Passage:
◇ ◇ ◇ ◇

Re: haproxy doesn't bring failed server up

2019-10-29 Thread Baptiste
On Mon, Oct 7, 2019 at 9:09 PM Lukas Tribus  wrote:

> Hello,
>
> On Mon, Oct 7, 2019 at 10:00 AM rihad  wrote:
> >
> > BTW, all these resolver hold settings are a bit confusing, is there a
> way to tell
> > haproxy to rely on the TTL it gets from DNS servers/resolvers? It seems
> to be
> > relying on some hard-coded default values instead.
>
> I don't think TTL is currently considered, no. How long it will cache
> is configurable and defaults to 10 seconds ("valid"). Because you'd
> use very low values here anyway (and have your recursive resolver do
> proper TTL considering caching), I don't believe there is a huge
> impact because of this.
>
> But I agree, it would be better to consider the TTL.
>
>
> Lukas
>
>

Hi,

That is correct, the runtime resolver does not follow up the TTL.
It's on purpose and by design to allow the admin themselves to decide when
they want to trigger a new request and to avoid some DNS relay would
rewrite TTLs to very long value (my ISP enforce anything lower than 20
minutes to 20 minutes).

We could add on the roadmap to support TTL, as an option, but I need first
to understand the use case.

Baptiste


Re: haproxy doesn't bring failed server up

2019-10-07 Thread Lukas Tribus
Hello,

On Mon, Oct 7, 2019 at 10:00 AM rihad  wrote:
>
> BTW, all these resolver hold settings are a bit confusing, is there a way to 
> tell
> haproxy to rely on the TTL it gets from DNS servers/resolvers? It seems to be
> relying on some hard-coded default values instead.

I don't think TTL is currently considered, no. How long it will cache
is configurable and defaults to 10 seconds ("valid"). Because you'd
use very low values here anyway (and have your recursive resolver do
proper TTL considering caching), I don't believe there is a huge
impact because of this.

But I agree, it would be better to consider the TTL.


Lukas



Re: haproxy doesn't bring failed server up

2019-10-07 Thread rihad
BTW, all these resolver hold settings are a bit confusing, is there a 
way to tell haproxy to rely on the TTL it gets from DNS 
servers/resolvers? It seems to be relying on some hard-coded default 
values instead.


*hold 
* 
 


Defines  during which the last name resolution should be kept based
on last resolution 
   : last name resolution status. Acceptable values are "nx",
 "other", "refused", 
"timeout", "valid", "obsolete".
   : interval between two successive name resolution when the last
 answer was in . It follows the HAProxy time format.
  is in milliseconds by default.

Default value is 10s for "valid", 0s for "obsolete" and 30s for others.

◇ ◇ ◇ ◇

Stated problem 1:
Restate word for word the part of the haproxy thread that opens with the words containing "It's on purpose" and closes with "the use case.".
The haproxy thread and the rows below it have no connection to each other.

Recorded information:
◇ ◇ ◇ ◇

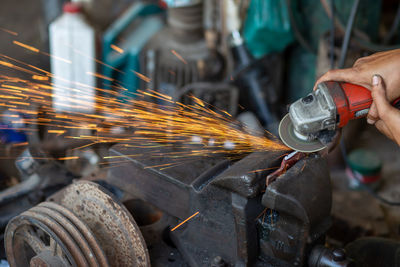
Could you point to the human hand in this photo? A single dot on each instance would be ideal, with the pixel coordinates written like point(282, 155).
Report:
point(387, 118)
point(386, 64)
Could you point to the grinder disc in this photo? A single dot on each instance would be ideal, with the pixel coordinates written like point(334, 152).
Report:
point(289, 138)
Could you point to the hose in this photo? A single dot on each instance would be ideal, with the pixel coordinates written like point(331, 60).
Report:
point(360, 38)
point(347, 34)
point(299, 36)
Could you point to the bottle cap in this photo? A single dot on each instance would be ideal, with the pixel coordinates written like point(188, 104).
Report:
point(72, 8)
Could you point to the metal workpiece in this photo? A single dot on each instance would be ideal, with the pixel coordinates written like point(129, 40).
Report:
point(321, 256)
point(231, 224)
point(247, 176)
point(301, 201)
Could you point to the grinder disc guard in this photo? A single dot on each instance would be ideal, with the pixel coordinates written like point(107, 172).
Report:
point(289, 138)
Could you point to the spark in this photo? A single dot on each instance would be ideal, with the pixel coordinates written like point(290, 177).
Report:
point(56, 131)
point(98, 75)
point(141, 76)
point(9, 31)
point(117, 49)
point(185, 221)
point(146, 119)
point(40, 77)
point(178, 56)
point(31, 48)
point(68, 158)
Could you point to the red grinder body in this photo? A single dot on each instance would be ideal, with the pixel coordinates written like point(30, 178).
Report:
point(352, 101)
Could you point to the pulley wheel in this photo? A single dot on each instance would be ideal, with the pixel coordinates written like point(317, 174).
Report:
point(114, 227)
point(51, 235)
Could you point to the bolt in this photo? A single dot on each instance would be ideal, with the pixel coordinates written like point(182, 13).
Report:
point(38, 262)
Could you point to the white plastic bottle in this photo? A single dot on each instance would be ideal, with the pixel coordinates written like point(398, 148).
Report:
point(72, 49)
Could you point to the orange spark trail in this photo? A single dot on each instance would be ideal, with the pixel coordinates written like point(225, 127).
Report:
point(141, 76)
point(185, 221)
point(148, 119)
point(33, 49)
point(68, 158)
point(117, 49)
point(9, 31)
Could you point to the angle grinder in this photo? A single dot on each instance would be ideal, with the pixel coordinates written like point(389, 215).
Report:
point(313, 121)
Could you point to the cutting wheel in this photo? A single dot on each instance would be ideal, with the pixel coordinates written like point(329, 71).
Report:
point(289, 138)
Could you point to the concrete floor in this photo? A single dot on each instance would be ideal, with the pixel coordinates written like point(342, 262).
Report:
point(362, 212)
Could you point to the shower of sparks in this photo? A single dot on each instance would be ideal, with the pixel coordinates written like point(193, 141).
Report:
point(9, 31)
point(185, 221)
point(117, 49)
point(149, 119)
point(31, 48)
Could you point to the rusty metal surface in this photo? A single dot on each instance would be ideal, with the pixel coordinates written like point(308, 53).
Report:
point(49, 233)
point(110, 222)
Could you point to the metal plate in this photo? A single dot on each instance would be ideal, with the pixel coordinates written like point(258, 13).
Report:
point(288, 137)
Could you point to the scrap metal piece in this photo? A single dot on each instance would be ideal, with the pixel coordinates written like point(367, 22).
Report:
point(111, 223)
point(287, 162)
point(51, 235)
point(292, 139)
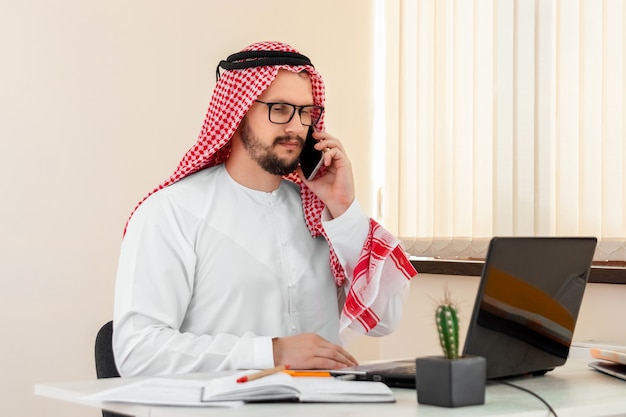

◇ ◇ ◇ ◇

Stated problem 2:
Quote the rows from their very first line through the line that contains "point(72, 8)", with both ends included. Leave the pictures out of your answer.

Final result 1:
It's on purpose and by design to allow the admin themselves to decide when
they want to trigger a new request and to avoid some DNS relay would
rewrite TTLs to very long value (my ISP enforce anything lower than 20
minutes to 20 minutes).

We could add on the roadmap to support TTL, as an option, but I need first
to understand the use case.

Final result 2:
Could you point to the human hand in this photo? A single dot on each instance would be ideal, with the pixel coordinates written like point(282, 155).
Report:
point(387, 118)
point(386, 64)
Could you point to the grinder disc in this photo? A single dot on each instance would be ideal, with the pixel coordinates written like point(334, 152).
Report:
point(289, 138)
Could you point to the hose in this photo? A single dot on each instance would be ideal, with the pixel coordinates written like point(331, 60).
Report:
point(360, 38)
point(347, 34)
point(299, 36)
Could you point to the bottle cap in this photo? A single dot on each instance would be ideal, with the pixel coordinates written like point(188, 104).
Report:
point(72, 8)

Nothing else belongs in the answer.